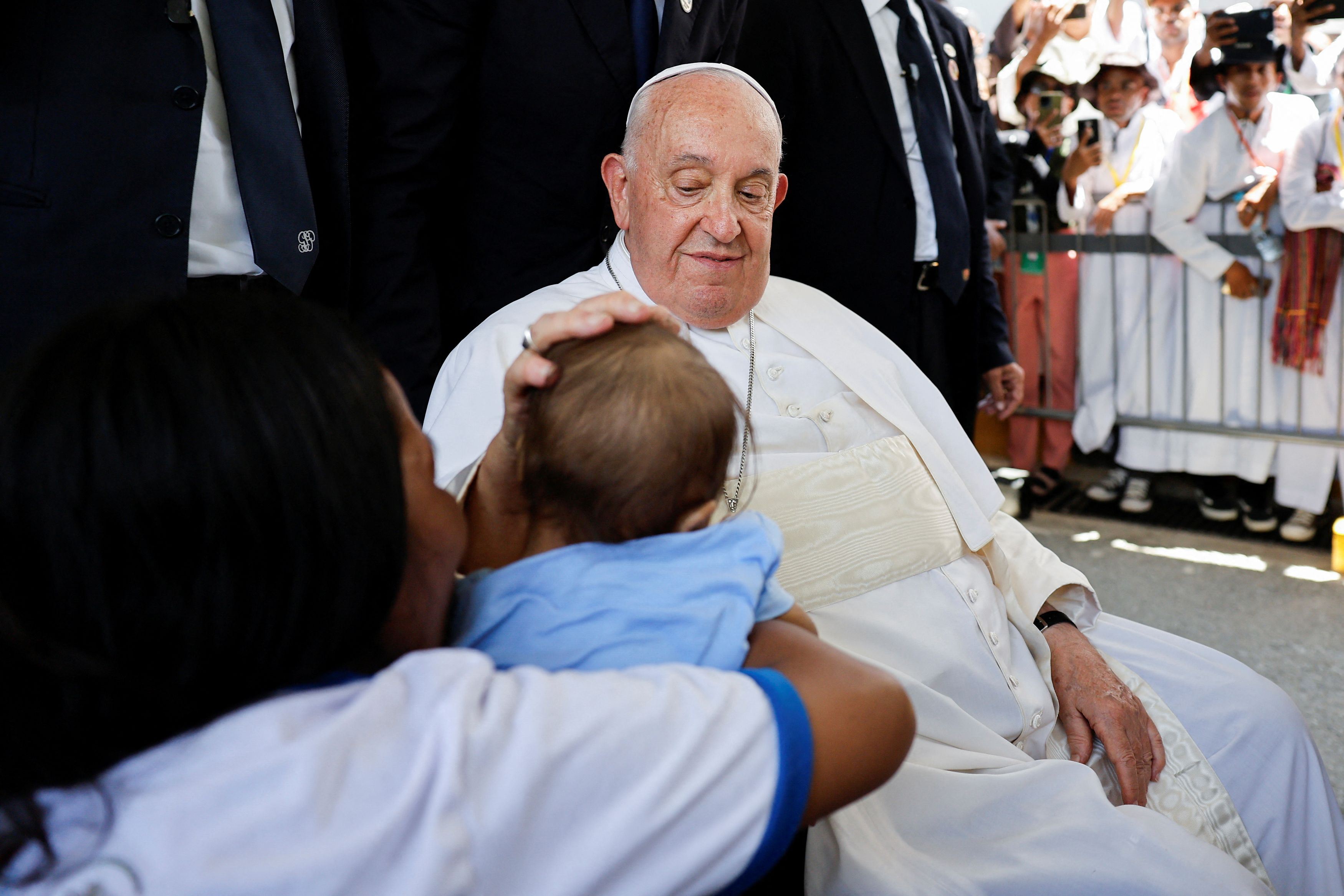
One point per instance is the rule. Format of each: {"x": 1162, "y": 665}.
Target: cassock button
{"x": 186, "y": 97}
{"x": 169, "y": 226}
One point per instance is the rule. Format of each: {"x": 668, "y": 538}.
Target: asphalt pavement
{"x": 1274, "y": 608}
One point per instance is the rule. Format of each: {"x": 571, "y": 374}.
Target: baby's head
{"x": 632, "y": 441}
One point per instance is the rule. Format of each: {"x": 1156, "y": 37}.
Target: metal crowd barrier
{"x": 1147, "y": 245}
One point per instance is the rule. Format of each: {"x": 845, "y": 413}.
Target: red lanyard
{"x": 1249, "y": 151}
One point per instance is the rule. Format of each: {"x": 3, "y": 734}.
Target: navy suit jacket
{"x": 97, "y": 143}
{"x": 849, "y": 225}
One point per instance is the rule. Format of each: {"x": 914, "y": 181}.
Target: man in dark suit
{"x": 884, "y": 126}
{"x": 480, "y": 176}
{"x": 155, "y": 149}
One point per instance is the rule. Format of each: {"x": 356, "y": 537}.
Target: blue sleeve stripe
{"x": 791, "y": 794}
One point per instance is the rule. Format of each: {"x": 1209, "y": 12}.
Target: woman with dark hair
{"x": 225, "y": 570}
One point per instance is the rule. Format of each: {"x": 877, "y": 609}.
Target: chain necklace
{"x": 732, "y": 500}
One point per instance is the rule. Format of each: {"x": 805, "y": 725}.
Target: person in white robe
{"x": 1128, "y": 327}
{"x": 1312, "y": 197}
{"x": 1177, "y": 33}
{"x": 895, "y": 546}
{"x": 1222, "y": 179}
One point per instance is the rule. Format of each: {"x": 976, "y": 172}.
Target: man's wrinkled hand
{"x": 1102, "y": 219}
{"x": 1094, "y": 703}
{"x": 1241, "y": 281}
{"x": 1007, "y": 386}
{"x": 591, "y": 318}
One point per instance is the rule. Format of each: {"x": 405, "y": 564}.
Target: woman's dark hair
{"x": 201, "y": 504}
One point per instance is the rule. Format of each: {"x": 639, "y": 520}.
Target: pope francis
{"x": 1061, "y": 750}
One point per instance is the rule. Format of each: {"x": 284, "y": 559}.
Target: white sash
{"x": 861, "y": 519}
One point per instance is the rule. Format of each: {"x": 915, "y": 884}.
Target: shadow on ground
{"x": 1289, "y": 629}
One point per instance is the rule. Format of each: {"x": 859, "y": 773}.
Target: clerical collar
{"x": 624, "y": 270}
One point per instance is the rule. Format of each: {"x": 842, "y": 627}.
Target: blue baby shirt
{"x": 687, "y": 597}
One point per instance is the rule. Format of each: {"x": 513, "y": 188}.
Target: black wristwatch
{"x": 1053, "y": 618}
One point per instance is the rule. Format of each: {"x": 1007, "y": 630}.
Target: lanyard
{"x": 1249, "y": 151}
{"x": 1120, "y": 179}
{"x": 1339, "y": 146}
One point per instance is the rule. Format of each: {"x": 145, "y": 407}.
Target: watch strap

= = = =

Exercise requirements:
Make a word-for-word copy of the entries, without any pictures.

Output of the task:
One point per instance is the rule. Format of each: {"x": 1162, "y": 665}.
Target: cassock button
{"x": 186, "y": 97}
{"x": 169, "y": 226}
One point per instance is the rule. Format of each: {"x": 668, "y": 538}.
Target: asphalt pavement
{"x": 1274, "y": 608}
One point per instance is the rule. Format of each: {"x": 571, "y": 374}.
Target: baby's head
{"x": 632, "y": 441}
One point per instance is the rule. Format of each: {"x": 1156, "y": 37}.
Target: metal crowd barrier
{"x": 1147, "y": 245}
One point per instance is the rule. Format of each: {"x": 845, "y": 413}.
Target: red lanyard
{"x": 1249, "y": 151}
One point per instance is the rule. Format of each: {"x": 3, "y": 734}.
Target: navy suit jacket
{"x": 97, "y": 143}
{"x": 849, "y": 225}
One point per instance is the rule. Format of each: {"x": 914, "y": 181}.
Target: man in dark suit
{"x": 884, "y": 126}
{"x": 480, "y": 176}
{"x": 155, "y": 149}
One point per instance is the rule. Format of each: {"x": 356, "y": 537}.
Target: blue sleeve stripe
{"x": 791, "y": 794}
One point per instance is the rule. Format of each: {"x": 1209, "y": 12}.
Target: woman with dark hair
{"x": 225, "y": 570}
One point per instance is the rule. Format of each: {"x": 877, "y": 609}.
Target: chain necklace
{"x": 732, "y": 500}
One point per instance is the rule. Format of each: {"x": 805, "y": 725}.
Target: person in white robe
{"x": 1128, "y": 327}
{"x": 1312, "y": 197}
{"x": 1177, "y": 33}
{"x": 895, "y": 546}
{"x": 1222, "y": 179}
One point per instance is the rule. Format of each: {"x": 976, "y": 172}.
Target: man's wrinkled hand
{"x": 1102, "y": 219}
{"x": 1094, "y": 703}
{"x": 1241, "y": 281}
{"x": 1007, "y": 386}
{"x": 591, "y": 318}
One point per instance is the rule. Format of each: {"x": 405, "y": 564}.
Target: woman's dark hair
{"x": 201, "y": 504}
One point per instance is the rule. Format of each: {"x": 639, "y": 520}.
Target: pope francis
{"x": 1061, "y": 750}
One point per instance is the rule. Format of each: {"x": 284, "y": 559}.
Target: white sash
{"x": 861, "y": 519}
One point per instance is the rule. Format of each: {"x": 915, "y": 884}.
Target: shadow on ground
{"x": 1289, "y": 629}
One point per instance is the rule. Format of each: {"x": 859, "y": 773}.
Target: clerical collar
{"x": 624, "y": 270}
One point per instance is the rule. Format of each: {"x": 842, "y": 627}.
Target: blue baby shirt
{"x": 687, "y": 597}
One point per instance is the rule. Format of each: {"x": 513, "y": 188}.
Target: black wristwatch
{"x": 1053, "y": 618}
One point per instance is the rule. Format of each: {"x": 1007, "y": 630}.
Target: lanyard
{"x": 1249, "y": 151}
{"x": 1120, "y": 179}
{"x": 1339, "y": 146}
One point per instance is the rule. Format of each: {"x": 145, "y": 407}.
Target: watch strap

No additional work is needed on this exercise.